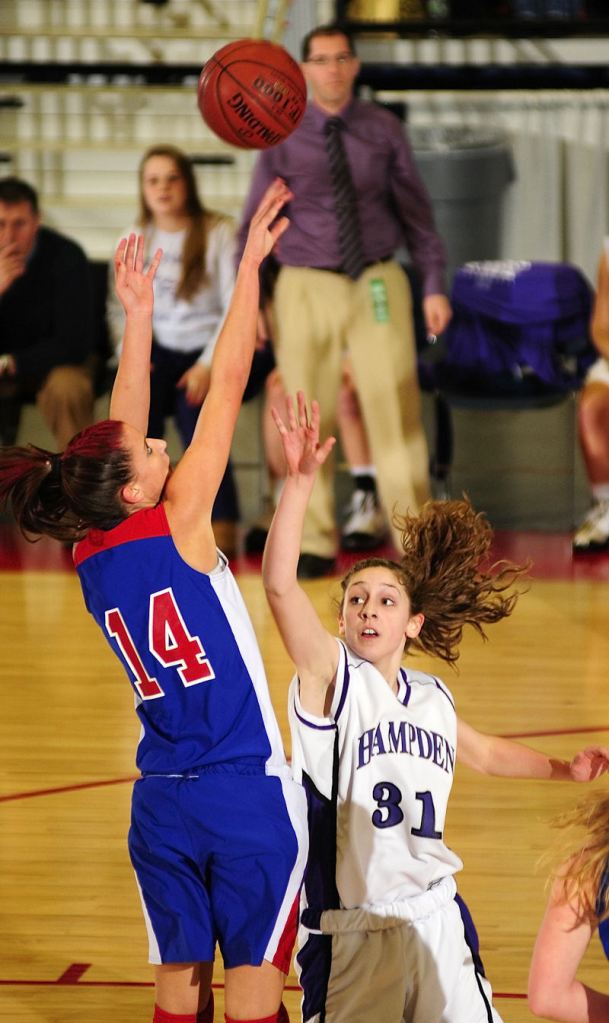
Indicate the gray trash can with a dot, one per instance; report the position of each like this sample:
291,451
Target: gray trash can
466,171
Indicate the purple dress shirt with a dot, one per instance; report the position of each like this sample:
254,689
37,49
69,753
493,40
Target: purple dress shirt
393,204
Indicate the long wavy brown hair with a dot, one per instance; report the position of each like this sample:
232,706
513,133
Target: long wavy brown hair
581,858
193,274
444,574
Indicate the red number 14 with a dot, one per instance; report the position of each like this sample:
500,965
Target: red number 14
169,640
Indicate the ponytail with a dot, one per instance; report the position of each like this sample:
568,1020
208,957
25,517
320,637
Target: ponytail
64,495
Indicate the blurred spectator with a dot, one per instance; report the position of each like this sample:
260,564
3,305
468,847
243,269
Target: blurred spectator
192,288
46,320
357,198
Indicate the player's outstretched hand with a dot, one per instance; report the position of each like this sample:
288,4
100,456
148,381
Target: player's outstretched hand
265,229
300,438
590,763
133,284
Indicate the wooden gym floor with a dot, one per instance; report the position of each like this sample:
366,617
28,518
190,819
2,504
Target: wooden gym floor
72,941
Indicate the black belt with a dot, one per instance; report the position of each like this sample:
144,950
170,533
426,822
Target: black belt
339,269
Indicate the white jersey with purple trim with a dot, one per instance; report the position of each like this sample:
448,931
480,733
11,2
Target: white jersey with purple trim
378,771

--

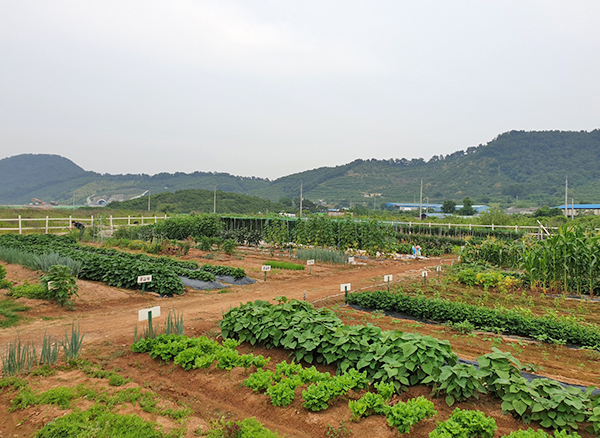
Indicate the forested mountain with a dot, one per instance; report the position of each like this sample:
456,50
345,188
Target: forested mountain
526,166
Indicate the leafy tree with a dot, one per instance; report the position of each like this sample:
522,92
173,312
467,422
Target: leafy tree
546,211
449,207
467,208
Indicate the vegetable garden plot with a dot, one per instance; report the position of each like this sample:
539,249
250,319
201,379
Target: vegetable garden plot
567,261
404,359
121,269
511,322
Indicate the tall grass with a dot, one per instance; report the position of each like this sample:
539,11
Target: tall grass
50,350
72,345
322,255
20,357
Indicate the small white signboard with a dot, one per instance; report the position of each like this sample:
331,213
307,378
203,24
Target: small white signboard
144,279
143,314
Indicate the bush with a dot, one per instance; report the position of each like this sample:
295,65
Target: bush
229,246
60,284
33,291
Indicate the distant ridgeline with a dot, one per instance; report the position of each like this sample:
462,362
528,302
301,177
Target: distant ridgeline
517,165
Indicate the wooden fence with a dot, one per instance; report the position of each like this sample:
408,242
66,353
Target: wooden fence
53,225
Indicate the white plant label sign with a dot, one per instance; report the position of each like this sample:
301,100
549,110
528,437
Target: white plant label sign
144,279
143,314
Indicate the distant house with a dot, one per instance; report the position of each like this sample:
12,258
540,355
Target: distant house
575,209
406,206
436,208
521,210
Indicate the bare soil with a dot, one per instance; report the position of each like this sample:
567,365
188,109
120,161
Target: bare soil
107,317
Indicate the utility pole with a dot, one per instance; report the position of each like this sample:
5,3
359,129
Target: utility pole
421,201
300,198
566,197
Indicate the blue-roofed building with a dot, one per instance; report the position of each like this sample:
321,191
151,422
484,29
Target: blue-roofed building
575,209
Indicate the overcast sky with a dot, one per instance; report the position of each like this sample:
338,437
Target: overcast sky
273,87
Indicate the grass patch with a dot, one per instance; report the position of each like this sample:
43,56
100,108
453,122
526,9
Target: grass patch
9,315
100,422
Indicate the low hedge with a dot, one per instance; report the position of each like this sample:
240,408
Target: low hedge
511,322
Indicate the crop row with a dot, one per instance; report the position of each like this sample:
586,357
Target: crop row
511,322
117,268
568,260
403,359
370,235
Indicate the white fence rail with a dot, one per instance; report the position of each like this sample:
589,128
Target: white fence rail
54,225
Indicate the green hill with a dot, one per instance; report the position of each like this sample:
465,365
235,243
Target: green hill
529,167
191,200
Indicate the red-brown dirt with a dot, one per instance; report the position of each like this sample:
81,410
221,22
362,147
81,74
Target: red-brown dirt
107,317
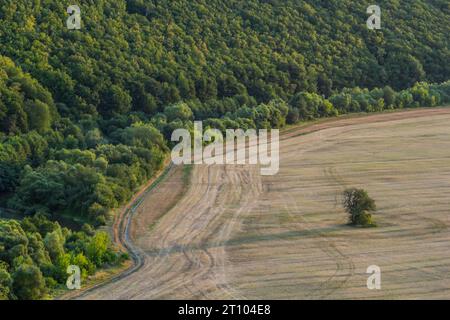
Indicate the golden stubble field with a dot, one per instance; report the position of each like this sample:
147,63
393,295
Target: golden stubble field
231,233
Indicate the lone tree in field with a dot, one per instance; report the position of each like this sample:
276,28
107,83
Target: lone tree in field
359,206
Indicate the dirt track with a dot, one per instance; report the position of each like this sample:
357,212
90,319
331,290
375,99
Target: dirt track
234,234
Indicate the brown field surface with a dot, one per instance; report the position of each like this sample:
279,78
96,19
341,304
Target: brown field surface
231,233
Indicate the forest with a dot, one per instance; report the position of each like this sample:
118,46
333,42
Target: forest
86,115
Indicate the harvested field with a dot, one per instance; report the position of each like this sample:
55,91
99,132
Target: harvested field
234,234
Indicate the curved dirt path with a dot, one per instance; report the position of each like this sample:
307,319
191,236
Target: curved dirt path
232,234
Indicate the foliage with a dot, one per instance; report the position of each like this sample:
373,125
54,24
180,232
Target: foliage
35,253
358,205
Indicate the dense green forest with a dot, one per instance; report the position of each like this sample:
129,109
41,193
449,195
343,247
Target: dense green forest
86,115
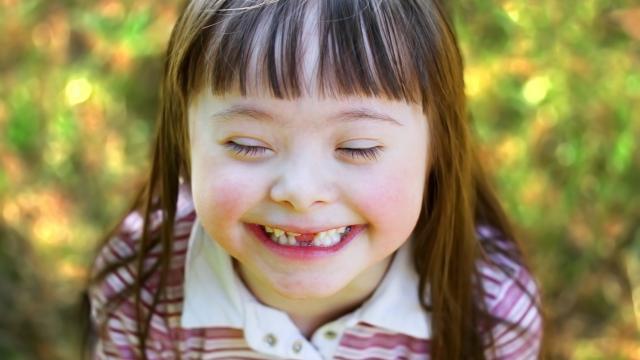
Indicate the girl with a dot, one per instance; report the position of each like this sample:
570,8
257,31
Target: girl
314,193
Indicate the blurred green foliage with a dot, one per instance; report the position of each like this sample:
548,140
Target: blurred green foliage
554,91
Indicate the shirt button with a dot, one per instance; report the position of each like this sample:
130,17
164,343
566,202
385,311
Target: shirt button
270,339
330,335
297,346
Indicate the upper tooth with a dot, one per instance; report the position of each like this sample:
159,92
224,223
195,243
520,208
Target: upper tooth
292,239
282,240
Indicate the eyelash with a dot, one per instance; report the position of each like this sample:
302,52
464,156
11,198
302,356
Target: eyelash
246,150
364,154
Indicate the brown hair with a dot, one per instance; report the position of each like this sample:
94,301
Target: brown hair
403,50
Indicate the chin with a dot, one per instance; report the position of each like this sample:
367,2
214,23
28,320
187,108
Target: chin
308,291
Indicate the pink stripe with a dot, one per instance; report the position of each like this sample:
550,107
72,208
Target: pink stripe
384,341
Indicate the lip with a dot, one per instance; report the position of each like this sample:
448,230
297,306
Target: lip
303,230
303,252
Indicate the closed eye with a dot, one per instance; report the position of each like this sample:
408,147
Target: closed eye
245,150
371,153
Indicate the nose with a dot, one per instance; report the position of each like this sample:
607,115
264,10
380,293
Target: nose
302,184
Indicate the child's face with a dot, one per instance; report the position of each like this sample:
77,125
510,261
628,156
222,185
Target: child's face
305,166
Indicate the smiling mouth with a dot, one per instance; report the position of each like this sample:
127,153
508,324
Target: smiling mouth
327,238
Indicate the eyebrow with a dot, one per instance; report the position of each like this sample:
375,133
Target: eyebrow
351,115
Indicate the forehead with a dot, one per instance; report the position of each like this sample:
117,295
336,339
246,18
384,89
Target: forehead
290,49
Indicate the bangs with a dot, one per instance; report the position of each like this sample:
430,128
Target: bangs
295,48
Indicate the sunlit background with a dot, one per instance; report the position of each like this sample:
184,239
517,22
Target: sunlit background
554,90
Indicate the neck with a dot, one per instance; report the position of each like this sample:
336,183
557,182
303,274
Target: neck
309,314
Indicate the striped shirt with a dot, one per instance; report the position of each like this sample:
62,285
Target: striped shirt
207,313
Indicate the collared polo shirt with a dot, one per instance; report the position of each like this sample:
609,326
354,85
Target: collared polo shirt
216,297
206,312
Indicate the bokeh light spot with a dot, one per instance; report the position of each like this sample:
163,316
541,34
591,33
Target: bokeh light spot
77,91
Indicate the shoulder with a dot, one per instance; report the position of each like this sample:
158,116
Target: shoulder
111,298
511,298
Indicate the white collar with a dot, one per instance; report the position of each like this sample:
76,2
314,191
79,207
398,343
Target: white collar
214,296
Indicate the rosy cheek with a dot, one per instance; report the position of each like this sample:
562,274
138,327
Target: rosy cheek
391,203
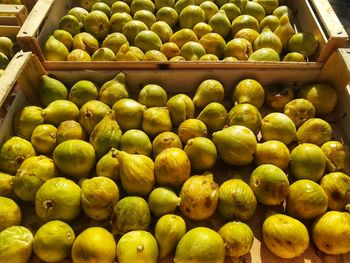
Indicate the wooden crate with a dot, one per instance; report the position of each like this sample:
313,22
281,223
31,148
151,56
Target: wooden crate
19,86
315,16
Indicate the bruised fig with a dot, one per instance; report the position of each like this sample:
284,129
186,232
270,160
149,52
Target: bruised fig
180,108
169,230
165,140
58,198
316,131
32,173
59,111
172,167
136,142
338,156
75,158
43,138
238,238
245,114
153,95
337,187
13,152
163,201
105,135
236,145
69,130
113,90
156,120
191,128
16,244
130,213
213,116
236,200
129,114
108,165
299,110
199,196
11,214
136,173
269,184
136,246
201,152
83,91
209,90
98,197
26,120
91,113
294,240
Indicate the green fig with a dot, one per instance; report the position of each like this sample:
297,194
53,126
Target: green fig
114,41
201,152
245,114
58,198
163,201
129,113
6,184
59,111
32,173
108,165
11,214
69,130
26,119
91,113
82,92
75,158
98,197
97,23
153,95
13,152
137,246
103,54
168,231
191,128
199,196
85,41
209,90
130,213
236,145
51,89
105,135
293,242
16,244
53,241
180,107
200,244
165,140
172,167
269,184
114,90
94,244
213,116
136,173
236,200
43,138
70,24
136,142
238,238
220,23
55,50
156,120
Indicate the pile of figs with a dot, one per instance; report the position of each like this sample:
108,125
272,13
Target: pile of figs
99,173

ACTIVITY =>
In the data above, start at the line that has "Indicate the brown field", stop after the line that has "Indicate the forest with", and print every line in between exactly as it stands.

FINISHED TASK =>
Indicate the brown field surface with a dot, one per instance; report the position of each like this sample:
279,78
96,19
341,304
Target: brown field surface
231,233
Indicate the forest with a dot, one per instance; report the position of each like this sample:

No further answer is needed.